=== Begin Enclosure ===

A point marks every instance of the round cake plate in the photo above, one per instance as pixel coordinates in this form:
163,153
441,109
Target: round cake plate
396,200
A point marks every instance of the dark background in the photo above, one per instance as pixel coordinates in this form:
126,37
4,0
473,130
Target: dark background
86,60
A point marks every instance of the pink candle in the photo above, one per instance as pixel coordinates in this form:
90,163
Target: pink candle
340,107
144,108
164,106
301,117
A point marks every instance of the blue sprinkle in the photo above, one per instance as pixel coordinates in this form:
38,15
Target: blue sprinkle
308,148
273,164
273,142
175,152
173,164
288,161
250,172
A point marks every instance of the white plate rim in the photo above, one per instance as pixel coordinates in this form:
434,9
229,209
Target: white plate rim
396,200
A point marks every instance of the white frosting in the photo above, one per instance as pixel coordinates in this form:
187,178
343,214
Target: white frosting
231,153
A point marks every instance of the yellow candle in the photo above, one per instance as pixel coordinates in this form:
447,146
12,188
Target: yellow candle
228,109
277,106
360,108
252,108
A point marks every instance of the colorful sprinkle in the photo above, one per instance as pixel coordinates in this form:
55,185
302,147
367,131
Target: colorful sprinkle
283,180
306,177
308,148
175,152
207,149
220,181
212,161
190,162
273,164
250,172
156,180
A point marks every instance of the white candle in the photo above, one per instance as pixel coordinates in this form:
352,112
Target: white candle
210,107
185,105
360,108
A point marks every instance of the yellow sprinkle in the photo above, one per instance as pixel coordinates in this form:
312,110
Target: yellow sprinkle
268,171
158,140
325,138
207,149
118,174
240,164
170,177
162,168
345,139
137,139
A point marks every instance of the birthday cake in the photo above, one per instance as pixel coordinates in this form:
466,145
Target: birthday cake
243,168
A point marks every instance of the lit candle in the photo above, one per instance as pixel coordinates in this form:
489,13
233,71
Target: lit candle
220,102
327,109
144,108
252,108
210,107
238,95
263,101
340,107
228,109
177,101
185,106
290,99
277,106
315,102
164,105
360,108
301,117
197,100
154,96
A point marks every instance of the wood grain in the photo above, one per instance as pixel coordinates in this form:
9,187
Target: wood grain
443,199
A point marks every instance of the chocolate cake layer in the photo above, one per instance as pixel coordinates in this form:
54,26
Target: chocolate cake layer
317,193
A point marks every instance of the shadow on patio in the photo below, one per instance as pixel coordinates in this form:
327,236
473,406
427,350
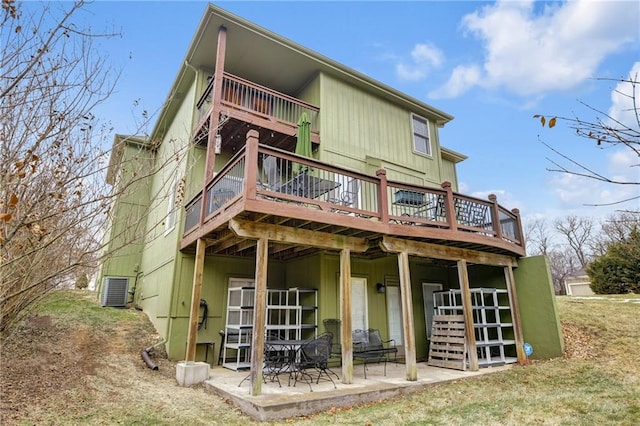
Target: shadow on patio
289,401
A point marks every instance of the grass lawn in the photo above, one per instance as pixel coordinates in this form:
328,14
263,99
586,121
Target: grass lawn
596,382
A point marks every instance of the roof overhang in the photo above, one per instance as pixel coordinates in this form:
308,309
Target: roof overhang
258,55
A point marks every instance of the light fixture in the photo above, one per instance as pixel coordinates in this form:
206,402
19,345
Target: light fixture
218,145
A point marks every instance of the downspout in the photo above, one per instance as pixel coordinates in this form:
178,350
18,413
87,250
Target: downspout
146,357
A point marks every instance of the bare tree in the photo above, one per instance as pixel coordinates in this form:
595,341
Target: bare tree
539,237
55,156
562,263
577,232
605,131
51,79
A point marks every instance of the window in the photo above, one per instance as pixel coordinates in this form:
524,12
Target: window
170,219
421,143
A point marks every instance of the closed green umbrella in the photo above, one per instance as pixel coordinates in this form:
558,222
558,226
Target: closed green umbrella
303,146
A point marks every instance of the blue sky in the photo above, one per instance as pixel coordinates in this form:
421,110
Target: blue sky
492,65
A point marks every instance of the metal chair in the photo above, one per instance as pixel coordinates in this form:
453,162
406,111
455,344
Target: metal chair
348,197
272,172
314,358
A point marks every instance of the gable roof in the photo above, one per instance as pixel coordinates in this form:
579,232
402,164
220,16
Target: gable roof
249,45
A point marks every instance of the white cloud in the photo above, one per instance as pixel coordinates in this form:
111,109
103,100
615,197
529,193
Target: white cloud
530,51
577,192
622,109
462,78
424,57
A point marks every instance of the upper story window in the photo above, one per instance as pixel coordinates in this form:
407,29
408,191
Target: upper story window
170,218
421,141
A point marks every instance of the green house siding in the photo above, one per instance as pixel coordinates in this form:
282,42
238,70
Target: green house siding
448,174
538,309
217,272
123,237
357,124
159,259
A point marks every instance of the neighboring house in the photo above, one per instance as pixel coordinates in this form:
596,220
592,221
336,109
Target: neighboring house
371,224
578,284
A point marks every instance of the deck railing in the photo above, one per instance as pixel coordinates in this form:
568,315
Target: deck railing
245,95
285,177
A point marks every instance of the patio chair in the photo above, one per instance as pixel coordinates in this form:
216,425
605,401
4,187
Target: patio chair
275,362
312,365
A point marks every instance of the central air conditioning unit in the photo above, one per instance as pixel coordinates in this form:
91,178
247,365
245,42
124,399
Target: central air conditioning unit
115,292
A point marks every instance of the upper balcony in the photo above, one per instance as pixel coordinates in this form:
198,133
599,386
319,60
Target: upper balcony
245,105
268,185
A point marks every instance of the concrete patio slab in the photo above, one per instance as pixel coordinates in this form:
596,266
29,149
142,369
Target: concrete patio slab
291,401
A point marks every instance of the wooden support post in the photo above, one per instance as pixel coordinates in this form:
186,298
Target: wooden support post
495,216
214,119
251,165
216,97
383,199
515,314
407,317
467,311
345,316
195,301
259,316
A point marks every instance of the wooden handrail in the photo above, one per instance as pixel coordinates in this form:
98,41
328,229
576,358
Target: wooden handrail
449,211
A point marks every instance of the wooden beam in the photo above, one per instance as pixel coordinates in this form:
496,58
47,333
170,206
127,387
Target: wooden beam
435,251
407,318
259,316
284,234
345,316
467,312
515,314
195,301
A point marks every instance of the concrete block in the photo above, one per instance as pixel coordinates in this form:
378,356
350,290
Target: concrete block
190,373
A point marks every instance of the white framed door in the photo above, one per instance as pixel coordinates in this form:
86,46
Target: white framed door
359,305
427,294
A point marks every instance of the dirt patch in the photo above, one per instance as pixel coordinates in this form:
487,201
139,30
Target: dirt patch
579,343
60,371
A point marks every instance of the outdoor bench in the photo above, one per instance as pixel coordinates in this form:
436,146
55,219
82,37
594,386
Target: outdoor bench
369,347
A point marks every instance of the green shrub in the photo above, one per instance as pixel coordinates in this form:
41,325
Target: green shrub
82,282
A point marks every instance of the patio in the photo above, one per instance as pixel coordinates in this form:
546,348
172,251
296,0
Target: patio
289,401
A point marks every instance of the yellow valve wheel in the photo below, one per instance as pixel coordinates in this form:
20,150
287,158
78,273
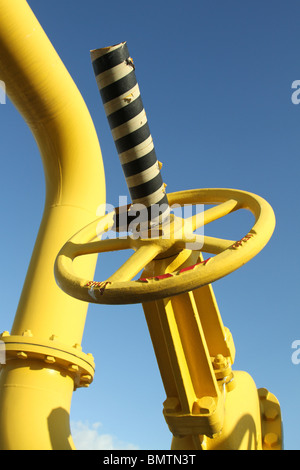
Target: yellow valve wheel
173,238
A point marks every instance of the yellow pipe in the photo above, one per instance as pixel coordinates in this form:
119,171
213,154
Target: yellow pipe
37,383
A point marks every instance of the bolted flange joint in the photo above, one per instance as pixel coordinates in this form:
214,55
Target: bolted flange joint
68,359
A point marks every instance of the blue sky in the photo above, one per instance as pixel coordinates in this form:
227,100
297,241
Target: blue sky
216,81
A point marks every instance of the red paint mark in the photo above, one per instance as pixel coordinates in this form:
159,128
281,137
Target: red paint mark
97,285
244,239
165,276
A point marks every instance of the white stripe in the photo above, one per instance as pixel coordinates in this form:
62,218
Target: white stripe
130,126
143,176
113,74
122,100
96,53
152,198
137,152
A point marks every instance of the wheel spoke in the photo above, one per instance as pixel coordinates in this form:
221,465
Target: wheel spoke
215,245
110,244
214,213
136,263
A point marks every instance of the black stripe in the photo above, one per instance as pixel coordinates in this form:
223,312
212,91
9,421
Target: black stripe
126,113
140,164
122,219
118,88
145,189
134,138
111,59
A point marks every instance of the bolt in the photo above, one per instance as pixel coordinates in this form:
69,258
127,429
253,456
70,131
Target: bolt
86,378
270,413
263,393
271,439
21,355
220,362
27,333
5,333
49,359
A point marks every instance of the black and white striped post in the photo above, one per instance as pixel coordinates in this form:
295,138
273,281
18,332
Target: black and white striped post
115,75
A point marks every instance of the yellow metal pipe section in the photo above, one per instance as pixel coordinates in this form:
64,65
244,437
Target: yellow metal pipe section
44,358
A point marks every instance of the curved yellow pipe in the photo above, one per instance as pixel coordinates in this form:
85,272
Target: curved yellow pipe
37,383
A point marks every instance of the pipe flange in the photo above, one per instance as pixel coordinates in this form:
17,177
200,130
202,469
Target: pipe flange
80,365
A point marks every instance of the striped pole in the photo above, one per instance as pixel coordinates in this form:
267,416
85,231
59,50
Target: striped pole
115,75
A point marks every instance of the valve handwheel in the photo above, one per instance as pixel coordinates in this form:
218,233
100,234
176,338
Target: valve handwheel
120,288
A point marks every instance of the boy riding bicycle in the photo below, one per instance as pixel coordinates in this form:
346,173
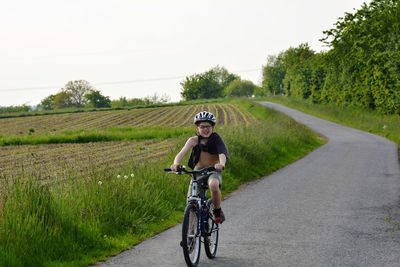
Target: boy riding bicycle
208,149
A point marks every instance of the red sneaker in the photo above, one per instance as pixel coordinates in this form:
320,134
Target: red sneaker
219,216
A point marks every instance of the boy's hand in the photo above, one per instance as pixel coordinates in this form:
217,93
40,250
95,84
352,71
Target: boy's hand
219,167
174,167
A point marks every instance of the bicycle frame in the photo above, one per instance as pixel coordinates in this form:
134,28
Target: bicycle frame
199,200
204,229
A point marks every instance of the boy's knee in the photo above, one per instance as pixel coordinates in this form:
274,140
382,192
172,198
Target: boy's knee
214,185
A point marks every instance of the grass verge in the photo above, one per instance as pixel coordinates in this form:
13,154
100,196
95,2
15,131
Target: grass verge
86,219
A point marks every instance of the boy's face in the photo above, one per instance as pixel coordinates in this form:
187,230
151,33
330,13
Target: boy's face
205,129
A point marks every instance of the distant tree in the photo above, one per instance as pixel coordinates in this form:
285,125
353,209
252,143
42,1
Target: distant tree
62,100
96,99
273,75
77,91
47,103
156,99
240,88
209,84
10,109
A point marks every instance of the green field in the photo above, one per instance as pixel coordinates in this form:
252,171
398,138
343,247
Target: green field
79,199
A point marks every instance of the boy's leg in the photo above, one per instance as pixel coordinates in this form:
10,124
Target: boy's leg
213,183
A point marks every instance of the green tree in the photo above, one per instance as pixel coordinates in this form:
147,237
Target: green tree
47,103
273,74
240,88
209,84
62,100
77,91
96,99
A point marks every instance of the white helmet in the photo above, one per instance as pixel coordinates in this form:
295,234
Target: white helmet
205,116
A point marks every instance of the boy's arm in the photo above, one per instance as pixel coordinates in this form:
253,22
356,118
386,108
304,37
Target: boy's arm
190,143
221,164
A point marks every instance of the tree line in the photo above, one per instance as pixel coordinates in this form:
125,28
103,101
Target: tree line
361,67
216,82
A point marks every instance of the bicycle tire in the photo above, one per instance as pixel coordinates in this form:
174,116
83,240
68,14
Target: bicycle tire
191,242
211,240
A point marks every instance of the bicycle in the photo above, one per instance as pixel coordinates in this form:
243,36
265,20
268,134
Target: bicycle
198,220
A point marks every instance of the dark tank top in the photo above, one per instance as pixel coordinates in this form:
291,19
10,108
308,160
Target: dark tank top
215,146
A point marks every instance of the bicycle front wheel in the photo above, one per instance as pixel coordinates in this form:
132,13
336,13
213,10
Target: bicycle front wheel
211,239
191,236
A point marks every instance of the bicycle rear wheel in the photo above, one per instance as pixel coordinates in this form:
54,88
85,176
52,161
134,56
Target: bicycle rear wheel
191,236
211,239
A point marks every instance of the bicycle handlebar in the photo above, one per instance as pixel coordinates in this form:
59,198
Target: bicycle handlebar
183,169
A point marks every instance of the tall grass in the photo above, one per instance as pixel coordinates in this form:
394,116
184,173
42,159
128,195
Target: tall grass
367,120
84,219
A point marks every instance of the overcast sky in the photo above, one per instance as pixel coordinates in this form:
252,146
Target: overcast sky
139,48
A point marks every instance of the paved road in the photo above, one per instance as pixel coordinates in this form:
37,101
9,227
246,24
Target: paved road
338,206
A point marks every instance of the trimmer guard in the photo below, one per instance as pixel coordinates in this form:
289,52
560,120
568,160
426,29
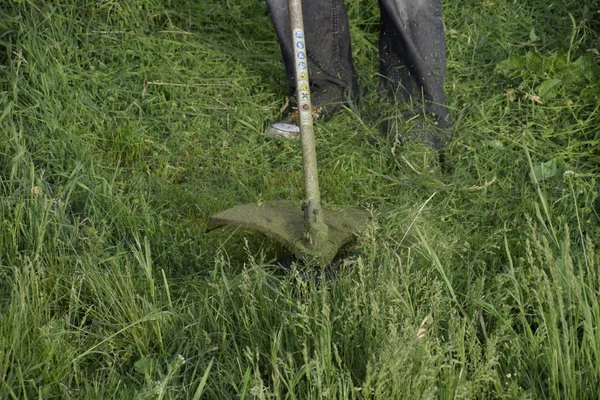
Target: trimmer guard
284,221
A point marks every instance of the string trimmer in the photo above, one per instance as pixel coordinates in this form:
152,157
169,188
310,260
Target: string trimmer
312,233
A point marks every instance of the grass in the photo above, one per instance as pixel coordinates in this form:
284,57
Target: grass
125,125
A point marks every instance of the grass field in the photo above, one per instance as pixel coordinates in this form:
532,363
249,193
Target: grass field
125,124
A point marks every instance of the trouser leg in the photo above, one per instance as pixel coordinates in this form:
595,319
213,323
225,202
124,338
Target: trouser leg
413,57
330,65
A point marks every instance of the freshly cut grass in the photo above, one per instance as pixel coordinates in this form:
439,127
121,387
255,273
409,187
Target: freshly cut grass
125,125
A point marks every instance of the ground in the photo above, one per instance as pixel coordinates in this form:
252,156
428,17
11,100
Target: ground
125,125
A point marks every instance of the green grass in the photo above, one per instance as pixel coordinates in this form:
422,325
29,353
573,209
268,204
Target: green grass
125,125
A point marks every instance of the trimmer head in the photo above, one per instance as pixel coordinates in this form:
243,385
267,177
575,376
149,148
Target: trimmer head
285,222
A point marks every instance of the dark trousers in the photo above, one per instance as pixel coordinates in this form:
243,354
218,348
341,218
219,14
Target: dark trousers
412,50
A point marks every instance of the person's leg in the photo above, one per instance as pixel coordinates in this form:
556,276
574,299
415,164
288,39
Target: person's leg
329,56
413,64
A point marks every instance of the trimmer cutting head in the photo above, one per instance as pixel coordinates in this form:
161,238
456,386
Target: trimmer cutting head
285,222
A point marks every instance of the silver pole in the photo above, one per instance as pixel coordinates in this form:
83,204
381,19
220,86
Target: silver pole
313,214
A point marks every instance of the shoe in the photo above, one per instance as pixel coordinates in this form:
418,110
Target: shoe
287,127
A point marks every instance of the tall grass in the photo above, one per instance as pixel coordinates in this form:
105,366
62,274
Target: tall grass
124,125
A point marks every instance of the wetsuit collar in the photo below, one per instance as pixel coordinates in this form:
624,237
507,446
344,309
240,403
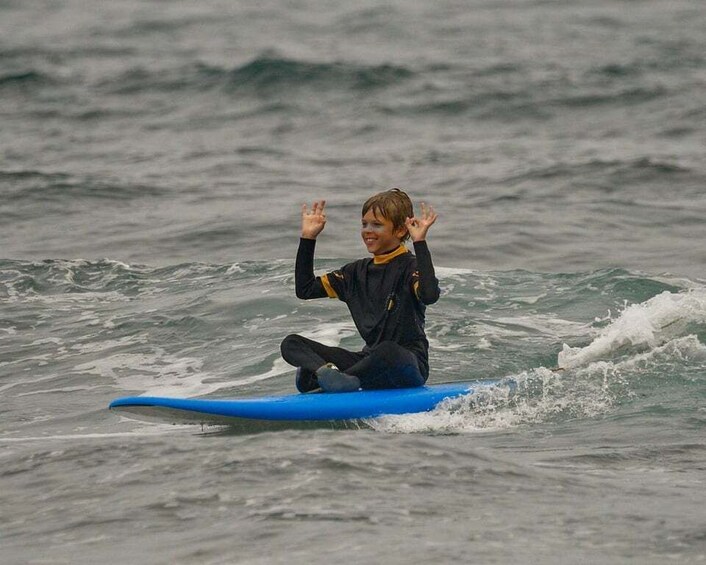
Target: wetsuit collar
387,257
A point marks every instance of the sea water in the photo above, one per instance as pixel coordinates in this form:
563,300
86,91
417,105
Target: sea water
153,160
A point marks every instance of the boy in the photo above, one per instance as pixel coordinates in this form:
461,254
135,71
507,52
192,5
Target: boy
386,296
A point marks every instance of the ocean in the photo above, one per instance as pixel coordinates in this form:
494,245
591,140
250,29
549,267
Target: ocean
153,160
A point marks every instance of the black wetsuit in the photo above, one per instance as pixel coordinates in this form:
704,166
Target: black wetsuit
386,296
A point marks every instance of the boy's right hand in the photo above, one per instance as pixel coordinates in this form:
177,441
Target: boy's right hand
314,220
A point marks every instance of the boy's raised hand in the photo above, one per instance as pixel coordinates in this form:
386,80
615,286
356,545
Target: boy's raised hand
314,220
418,227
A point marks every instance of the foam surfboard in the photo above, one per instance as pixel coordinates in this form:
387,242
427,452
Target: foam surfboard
310,407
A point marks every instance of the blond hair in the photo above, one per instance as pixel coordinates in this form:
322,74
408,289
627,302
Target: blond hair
394,205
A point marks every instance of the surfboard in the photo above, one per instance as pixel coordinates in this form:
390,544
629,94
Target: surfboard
309,407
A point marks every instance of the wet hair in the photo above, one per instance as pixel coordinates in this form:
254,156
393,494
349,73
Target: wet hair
394,205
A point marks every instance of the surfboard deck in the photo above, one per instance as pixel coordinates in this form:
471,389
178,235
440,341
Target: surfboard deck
310,407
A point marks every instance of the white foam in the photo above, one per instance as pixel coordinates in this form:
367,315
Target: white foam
645,325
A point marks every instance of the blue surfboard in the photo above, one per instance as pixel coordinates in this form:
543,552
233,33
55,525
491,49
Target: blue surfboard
310,407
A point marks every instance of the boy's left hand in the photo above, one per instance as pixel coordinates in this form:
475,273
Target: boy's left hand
418,227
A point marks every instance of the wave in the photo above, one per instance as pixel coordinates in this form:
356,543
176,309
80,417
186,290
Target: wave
195,328
264,73
27,79
37,187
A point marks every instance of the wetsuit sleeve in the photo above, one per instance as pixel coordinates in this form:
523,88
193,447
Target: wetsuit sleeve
306,285
425,283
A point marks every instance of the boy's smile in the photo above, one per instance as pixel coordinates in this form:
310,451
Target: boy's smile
379,235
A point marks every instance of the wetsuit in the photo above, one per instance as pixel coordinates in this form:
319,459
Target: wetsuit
386,296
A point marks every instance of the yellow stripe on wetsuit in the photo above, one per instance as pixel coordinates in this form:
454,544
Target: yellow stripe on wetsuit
328,288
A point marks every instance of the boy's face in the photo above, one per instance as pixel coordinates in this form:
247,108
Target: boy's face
379,234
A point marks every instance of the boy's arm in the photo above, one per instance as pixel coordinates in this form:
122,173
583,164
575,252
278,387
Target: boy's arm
306,284
427,285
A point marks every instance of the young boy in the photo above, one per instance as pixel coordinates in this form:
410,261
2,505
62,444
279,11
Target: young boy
386,296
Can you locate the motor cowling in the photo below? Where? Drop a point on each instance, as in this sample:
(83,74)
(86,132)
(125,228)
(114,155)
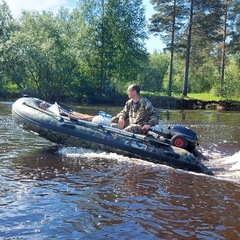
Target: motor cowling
(178,136)
(183,137)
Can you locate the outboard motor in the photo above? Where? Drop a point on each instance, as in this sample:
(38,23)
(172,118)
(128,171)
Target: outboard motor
(178,136)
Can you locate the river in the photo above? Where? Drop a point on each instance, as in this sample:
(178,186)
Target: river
(52,192)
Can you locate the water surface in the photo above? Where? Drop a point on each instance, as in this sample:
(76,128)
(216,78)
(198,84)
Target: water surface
(50,192)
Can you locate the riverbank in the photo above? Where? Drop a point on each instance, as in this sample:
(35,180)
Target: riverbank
(185,103)
(162,102)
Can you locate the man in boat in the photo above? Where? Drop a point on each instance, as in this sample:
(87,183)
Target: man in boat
(138,114)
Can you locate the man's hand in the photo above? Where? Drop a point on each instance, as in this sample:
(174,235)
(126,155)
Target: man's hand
(146,127)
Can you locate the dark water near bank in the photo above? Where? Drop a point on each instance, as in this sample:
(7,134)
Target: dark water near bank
(48,192)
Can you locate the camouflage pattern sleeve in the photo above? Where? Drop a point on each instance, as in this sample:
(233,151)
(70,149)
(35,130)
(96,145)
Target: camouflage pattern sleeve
(144,113)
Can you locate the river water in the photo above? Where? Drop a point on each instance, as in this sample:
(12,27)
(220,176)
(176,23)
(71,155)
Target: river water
(51,192)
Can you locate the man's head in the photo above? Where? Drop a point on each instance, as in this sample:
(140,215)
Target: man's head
(133,90)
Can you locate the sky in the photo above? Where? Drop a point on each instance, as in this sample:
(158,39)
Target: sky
(16,7)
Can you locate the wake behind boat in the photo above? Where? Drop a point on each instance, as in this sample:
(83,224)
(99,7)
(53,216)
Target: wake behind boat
(60,124)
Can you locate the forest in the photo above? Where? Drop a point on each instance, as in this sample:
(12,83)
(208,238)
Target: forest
(95,50)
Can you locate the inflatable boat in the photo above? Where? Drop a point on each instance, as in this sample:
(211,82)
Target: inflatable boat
(60,124)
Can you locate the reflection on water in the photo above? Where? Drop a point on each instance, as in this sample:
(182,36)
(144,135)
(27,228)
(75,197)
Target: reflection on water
(48,192)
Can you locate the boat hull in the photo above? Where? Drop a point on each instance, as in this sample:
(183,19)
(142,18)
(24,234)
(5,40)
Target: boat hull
(78,133)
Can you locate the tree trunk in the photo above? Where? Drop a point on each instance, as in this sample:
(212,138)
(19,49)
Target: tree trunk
(223,47)
(172,49)
(185,82)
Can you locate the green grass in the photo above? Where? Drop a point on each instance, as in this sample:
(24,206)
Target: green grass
(209,97)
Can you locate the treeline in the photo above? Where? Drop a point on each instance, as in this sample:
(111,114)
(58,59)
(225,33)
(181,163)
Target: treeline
(95,50)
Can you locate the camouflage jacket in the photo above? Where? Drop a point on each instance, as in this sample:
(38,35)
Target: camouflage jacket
(141,113)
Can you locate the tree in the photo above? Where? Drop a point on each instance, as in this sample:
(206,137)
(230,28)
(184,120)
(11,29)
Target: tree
(115,34)
(167,22)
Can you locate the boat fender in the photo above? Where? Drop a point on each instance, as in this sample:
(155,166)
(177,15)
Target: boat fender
(102,118)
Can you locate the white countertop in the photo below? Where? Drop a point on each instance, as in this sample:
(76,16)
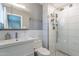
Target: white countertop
(11,42)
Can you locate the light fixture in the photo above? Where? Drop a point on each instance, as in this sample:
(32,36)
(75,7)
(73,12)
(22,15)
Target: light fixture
(18,5)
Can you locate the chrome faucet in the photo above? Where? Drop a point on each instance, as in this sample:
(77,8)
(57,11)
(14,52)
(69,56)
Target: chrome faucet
(7,36)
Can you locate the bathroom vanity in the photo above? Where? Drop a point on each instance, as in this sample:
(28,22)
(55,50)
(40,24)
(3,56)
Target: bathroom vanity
(22,47)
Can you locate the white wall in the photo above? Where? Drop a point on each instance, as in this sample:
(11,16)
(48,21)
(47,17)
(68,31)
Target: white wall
(45,26)
(69,30)
(52,33)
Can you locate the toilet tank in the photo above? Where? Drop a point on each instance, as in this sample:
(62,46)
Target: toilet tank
(37,43)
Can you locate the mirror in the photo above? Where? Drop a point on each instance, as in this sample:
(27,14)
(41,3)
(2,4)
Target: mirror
(14,17)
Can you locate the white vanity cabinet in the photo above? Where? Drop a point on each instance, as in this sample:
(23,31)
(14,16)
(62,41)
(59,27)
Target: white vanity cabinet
(18,49)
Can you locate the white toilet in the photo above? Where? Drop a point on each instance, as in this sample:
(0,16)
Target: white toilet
(40,50)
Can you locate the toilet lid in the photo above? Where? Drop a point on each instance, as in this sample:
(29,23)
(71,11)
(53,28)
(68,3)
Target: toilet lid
(43,51)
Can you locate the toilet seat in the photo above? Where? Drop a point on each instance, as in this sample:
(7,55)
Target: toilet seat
(43,52)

=== End Enclosure ===

### WHAT IS NEEDED
Where the word "below" occurs in a line of the entries above, count that line, and reply with the total only.

### OUTPUT OF THE TASK
7